Work instructions:
Every line below should come back exactly as written, though the pictures stay out.

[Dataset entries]
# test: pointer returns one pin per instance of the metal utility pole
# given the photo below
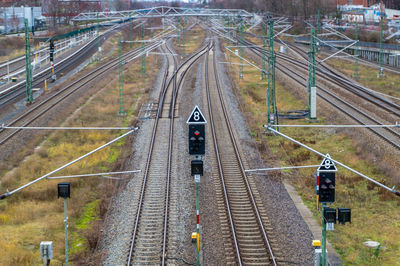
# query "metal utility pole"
(152, 27)
(241, 49)
(28, 69)
(121, 111)
(381, 43)
(264, 50)
(311, 76)
(318, 27)
(271, 104)
(323, 246)
(98, 39)
(143, 67)
(130, 33)
(356, 74)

Written response:
# test: pointer returns one pin per instance of the metal utility pole
# given the photo below
# query "metal utility pole"
(152, 27)
(241, 49)
(28, 69)
(121, 111)
(381, 43)
(264, 50)
(311, 76)
(318, 27)
(271, 104)
(323, 246)
(98, 39)
(143, 67)
(130, 33)
(356, 74)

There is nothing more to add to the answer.